▶ Given problem:
Quote every entry word for word.

** Start Excerpted records **

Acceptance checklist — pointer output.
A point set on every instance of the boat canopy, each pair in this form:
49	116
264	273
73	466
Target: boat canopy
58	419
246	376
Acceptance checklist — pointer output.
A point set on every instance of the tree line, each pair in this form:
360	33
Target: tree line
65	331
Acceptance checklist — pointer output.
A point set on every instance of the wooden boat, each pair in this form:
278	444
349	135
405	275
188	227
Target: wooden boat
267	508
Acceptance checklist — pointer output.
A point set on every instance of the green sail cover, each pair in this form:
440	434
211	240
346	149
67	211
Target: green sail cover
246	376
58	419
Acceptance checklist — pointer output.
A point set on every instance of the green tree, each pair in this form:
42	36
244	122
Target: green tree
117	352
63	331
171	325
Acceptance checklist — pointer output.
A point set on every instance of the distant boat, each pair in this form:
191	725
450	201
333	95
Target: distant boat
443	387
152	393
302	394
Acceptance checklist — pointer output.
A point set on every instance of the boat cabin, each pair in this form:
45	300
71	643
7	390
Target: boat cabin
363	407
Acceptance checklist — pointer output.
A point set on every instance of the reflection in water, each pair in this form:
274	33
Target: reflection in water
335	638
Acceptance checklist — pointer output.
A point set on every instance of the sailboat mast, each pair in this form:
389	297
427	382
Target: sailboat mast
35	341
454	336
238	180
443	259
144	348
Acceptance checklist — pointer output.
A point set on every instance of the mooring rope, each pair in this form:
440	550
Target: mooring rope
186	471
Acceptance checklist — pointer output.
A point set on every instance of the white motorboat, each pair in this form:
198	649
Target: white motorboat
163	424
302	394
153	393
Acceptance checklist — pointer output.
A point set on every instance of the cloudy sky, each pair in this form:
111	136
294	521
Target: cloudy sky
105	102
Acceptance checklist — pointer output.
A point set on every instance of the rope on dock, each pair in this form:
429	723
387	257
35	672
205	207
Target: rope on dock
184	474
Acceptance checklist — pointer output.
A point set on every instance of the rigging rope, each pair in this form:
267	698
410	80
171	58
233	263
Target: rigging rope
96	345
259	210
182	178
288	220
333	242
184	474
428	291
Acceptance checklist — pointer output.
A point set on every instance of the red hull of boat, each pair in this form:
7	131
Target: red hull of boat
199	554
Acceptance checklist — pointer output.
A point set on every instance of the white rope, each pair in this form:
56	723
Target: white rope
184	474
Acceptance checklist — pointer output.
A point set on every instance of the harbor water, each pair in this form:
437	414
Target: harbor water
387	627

** End Excerpted records **

▶ The response:
Acceptance checklist — pointer output.
A point set on every instance of the boat canopy, each pair in this form:
49	116
264	273
73	466
Target: boat canopy
58	419
246	376
Acceptance checklist — pointer output.
A point set on every instance of the tree line, each pair in this form:
360	33
Target: tree line
65	331
Acceptance checklist — pointer output.
A point set on every instance of the wooden boat, each pair in this form:
278	444
349	135
405	275
188	227
Target: wooden boat
267	508
Acceptance checklist — pointer output.
A point set on every instance of the green sail cover, each pair in this form:
440	434
211	240
346	149
67	211
Target: green sail cover
246	376
58	419
Acceptance checklist — pointer output.
A point set on every instance of the green tree, each pair in this form:
42	36
244	122
Target: green tree
117	352
63	331
171	325
Acceptance checklist — pointer output.
A point set on every instance of the distant boat, each pair in this form:
191	725
450	201
333	95
Target: distant boat
443	387
152	393
302	394
Acceptance checklist — pointer output.
A point set on every instance of the boat cabin, each pair in this form:
45	300
71	643
7	390
Target: boat cabin
363	407
Acceptance checklist — pointer output.
A point set on every instance of the reflection in water, each pair in this form:
274	33
Target: reflection in water
335	638
Acceptance checklist — pointer output.
A point set on every instance of the sailboat mast, each pair in this form:
389	297
427	382
Target: sailboat mast
35	341
454	336
238	180
443	259
144	348
Acceptance checklist — pointer output.
A point set on every instance of the mooring rope, each pair in this form:
440	550
Target: mooring rope
186	471
Acceptance checklist — pointer output.
A point set on every instance of the white motorboat, each pair in this form:
198	649
Target: white motorboat
163	424
302	394
153	393
Acceptance checklist — pointer output.
A point set on every instance of the cloudy sky, each pair in this form:
111	136
294	521
Target: cloudy sky
105	102
Acceptance checklist — pointer output.
A point set on every instance of the rope on dock, each pair in this form:
429	723
387	257
35	672
205	207
Target: rope on dock
184	474
Acceptance checklist — pointer output.
A point set on every instance of the rigging rope, each pair in this form:
267	698
410	80
171	58
233	263
Target: rigging rope
96	345
259	210
182	178
288	220
333	242
184	474
428	291
Acceptance checklist — pointer output.
A point set on every instance of the red hull of boat, each pair in this form:
7	131
Target: red hull of boat
199	554
Acceptance checklist — pointer output.
A point set on every instance of the white rope, each pair in this form:
56	723
Target: white rope
184	474
Acceptance checklist — pointer output.
A point set on every instance of the harbor water, each pair in this form:
437	414
Target: harbor water
387	627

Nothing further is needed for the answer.